Ho aderito all’invito degli Amici del Loggione del Teatro alla Scala il 25 settembre, nell’occasione di un incontro con Riccardo Chailly, nuovo direttore musicale del teatro. “Un incarico – dice lui schernendosi – non ancora formalizzato”.

Giunge puntuale, sorridente e gli si legge in viso l’agio di chi si sente a casa propria. E cosi è: milanese, assistente di Claudio Abbado, che alla Scala lo ha fatto debuttare nel 1978 ne “I Masnadieri” di Verdi. Quindi una lunga e per certi versi eroica parabola sul podio della Verdi, ai tempi vero workshop milanese della musica classica. A lui, infine, il compito di commemorare il suo mentore, con una Messa da Requiem di Verdi che dispiega un cast stellare.

Nella sala della gloriosa Associazione si avverte il fermento e la voglia di tutti di riappropriarsi appieno della tradizione scaligera e di trovarne finalmente un interprete. Questa rassicurante speranza passa dalle mirate parole di Chailly alle trepidanti domande del pubblico: le attese sono molte, le buone intenzioni, ci sembra, altrettante.

Il Maestro infatti rassicura il pubblico sulle scelte di future stagioni dal Dna italiano, allettando tutti noi con una velata promessa di sviluppare negli anni addirittura l’integrale pucciniana – Edgar compreso – e di attingere con dovizia al repertorio verista, da troppo tempo messo in disparte.

Certo non poteva parlare diversamente, in quella che, ormai solo all’estero, viene considerata la turbolenta arena che si inebria del sangue degli artisti, fischiati e impediti dal continuare. Lui stesso ha ricordato l’infausta serata in cui diresse l’Aida che Alagna disertò nel primo atto, subissato di fischi e rimpiazzato, con stile improbabile, dal cover in jeans.

[Dati di origine]
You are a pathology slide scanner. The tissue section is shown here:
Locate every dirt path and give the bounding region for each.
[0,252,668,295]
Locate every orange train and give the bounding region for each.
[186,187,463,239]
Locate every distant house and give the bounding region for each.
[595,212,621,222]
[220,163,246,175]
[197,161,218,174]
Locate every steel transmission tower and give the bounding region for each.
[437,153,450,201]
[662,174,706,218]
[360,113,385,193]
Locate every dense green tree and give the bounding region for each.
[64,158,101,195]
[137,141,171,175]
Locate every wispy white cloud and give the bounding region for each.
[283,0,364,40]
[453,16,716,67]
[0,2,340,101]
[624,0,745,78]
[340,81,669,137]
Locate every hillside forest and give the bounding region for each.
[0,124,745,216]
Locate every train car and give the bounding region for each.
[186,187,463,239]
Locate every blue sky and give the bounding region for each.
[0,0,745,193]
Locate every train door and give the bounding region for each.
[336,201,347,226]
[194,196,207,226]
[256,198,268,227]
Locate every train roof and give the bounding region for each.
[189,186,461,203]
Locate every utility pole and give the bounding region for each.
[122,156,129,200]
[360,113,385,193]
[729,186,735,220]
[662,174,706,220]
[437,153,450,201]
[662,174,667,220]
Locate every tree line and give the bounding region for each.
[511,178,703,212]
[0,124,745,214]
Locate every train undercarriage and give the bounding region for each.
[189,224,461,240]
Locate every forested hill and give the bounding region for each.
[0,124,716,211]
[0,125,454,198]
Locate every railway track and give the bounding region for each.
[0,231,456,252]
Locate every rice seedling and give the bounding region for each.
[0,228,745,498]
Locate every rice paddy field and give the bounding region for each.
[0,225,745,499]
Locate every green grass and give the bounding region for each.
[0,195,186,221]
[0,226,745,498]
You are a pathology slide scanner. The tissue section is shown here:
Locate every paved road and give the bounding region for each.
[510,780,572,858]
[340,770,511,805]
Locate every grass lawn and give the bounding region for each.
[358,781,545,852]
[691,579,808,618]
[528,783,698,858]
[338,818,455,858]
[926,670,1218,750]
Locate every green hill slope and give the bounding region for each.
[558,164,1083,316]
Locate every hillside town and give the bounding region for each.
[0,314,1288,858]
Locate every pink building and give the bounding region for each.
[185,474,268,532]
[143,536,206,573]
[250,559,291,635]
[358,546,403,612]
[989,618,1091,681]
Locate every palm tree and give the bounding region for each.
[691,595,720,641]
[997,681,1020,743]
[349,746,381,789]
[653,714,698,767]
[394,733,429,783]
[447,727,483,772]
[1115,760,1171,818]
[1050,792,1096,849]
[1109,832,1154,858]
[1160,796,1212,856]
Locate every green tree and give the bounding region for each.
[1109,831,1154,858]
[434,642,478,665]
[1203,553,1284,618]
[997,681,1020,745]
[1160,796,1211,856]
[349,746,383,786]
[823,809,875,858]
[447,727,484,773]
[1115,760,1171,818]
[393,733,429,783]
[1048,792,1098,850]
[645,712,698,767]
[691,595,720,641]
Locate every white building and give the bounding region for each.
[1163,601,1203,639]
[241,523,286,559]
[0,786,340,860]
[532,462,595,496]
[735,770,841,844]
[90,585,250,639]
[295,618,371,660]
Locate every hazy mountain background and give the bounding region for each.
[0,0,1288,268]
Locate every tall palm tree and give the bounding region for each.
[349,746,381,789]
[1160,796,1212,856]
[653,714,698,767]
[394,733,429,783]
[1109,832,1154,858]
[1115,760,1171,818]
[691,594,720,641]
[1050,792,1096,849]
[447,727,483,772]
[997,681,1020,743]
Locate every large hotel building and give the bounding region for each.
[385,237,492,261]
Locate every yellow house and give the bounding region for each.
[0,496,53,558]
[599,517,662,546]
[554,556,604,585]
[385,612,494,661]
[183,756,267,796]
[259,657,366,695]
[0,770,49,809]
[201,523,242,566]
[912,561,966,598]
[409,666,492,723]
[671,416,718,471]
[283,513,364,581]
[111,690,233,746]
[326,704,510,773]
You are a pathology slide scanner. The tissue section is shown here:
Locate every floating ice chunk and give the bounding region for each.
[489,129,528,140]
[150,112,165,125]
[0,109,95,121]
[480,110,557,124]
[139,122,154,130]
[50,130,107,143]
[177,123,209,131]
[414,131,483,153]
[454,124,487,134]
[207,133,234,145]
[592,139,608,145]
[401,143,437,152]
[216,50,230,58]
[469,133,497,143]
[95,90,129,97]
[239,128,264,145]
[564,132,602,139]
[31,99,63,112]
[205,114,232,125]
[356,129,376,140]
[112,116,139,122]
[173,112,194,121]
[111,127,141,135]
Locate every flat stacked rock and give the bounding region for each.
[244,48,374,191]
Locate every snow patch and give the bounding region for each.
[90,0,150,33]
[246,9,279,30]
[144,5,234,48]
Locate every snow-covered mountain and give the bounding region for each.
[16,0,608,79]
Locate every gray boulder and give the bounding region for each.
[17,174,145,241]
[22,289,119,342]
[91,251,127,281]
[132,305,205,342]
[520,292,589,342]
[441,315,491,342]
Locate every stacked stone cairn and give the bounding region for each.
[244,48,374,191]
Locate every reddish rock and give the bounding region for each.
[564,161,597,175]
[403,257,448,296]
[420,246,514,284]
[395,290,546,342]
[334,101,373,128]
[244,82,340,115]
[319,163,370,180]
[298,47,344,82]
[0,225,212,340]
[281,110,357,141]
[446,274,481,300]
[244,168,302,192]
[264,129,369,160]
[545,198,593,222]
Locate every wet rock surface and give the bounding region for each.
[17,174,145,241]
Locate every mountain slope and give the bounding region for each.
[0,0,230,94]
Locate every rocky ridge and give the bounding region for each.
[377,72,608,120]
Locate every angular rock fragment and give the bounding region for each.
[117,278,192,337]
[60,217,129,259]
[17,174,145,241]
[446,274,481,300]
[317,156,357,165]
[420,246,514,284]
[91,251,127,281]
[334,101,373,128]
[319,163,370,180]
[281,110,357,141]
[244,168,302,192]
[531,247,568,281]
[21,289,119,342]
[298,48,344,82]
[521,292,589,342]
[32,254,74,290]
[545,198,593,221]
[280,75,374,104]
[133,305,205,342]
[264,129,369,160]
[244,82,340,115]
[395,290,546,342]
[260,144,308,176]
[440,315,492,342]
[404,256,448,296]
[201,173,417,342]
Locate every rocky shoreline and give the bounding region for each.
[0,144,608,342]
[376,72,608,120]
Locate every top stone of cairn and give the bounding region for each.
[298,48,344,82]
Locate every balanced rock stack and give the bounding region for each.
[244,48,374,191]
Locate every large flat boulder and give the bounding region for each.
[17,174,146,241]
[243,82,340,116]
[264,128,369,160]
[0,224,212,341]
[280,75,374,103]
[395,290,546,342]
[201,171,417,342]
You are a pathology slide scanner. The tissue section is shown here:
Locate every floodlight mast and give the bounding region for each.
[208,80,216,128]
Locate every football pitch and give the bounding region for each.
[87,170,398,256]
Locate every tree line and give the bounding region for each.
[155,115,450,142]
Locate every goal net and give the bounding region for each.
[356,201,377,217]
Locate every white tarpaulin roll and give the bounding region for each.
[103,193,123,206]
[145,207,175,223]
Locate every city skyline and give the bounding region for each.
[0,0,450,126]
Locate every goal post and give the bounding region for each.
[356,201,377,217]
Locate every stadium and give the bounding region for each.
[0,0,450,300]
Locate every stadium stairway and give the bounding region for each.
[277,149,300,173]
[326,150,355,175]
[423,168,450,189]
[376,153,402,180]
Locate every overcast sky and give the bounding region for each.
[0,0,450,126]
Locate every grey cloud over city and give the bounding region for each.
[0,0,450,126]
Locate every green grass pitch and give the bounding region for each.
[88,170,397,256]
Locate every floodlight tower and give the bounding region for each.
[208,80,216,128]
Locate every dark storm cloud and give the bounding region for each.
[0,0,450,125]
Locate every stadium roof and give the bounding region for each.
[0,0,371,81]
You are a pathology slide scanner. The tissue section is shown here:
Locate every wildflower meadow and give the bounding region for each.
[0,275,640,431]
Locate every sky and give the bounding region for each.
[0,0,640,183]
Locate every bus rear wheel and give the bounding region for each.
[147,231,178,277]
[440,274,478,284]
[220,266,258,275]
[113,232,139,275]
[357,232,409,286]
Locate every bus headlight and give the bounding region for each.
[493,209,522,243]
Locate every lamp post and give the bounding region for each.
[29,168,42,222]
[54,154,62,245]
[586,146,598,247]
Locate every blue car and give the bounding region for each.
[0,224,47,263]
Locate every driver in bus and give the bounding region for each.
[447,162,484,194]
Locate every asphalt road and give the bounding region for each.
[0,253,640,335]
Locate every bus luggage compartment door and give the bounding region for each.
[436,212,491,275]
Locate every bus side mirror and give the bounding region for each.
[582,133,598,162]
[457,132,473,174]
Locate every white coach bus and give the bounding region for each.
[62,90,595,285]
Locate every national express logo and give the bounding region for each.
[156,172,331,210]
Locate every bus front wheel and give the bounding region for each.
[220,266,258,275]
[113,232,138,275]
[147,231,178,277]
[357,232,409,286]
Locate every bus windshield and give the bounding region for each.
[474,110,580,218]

**DETTAGLI DEL COMPITO**
Ricopia per intero, senza alcuna modifica, il brano sull'incontro con Riccardo Chailly riportato sopra.

**LA RISPOSTA**
Ho aderito all’invito degli Amici del Loggione del Teatro alla Scala il 25 settembre, nell’occasione di un incontro con Riccardo Chailly, nuovo direttore musicale del teatro. “Un incarico – dice lui schernendosi – non ancora formalizzato”.

Giunge puntuale, sorridente e gli si legge in viso l’agio di chi si sente a casa propria. E cosi è: milanese, assistente di Claudio Abbado, che alla Scala lo ha fatto debuttare nel 1978 ne “I Masnadieri” di Verdi. Quindi una lunga e per certi versi eroica parabola sul podio della Verdi, ai tempi vero workshop milanese della musica classica. A lui, infine, il compito di commemorare il suo mentore, con una Messa da Requiem di Verdi che dispiega un cast stellare.

Nella sala della gloriosa Associazione si avverte il fermento e la voglia di tutti di riappropriarsi appieno della tradizione scaligera e di trovarne finalmente un interprete. Questa rassicurante speranza passa dalle mirate parole di Chailly alle trepidanti domande del pubblico: le attese sono molte, le buone intenzioni, ci sembra, altrettante.

Il Maestro infatti rassicura il pubblico sulle scelte di future stagioni dal Dna italiano, allettando tutti noi con una velata promessa di sviluppare negli anni addirittura l’integrale pucciniana – Edgar compreso – e di attingere con dovizia al repertorio verista, da troppo tempo messo in disparte.

Certo non poteva parlare diversamente, in quella che, ormai solo all’estero, viene considerata la turbolenta arena che si inebria del sangue degli artisti, fischiati e impediti dal continuare. Lui stesso ha ricordato l’infausta serata in cui diresse l’Aida che Alagna disertò nel primo atto, subissato di fischi e rimpiazzato, con stile improbabile, dal cover in jeans.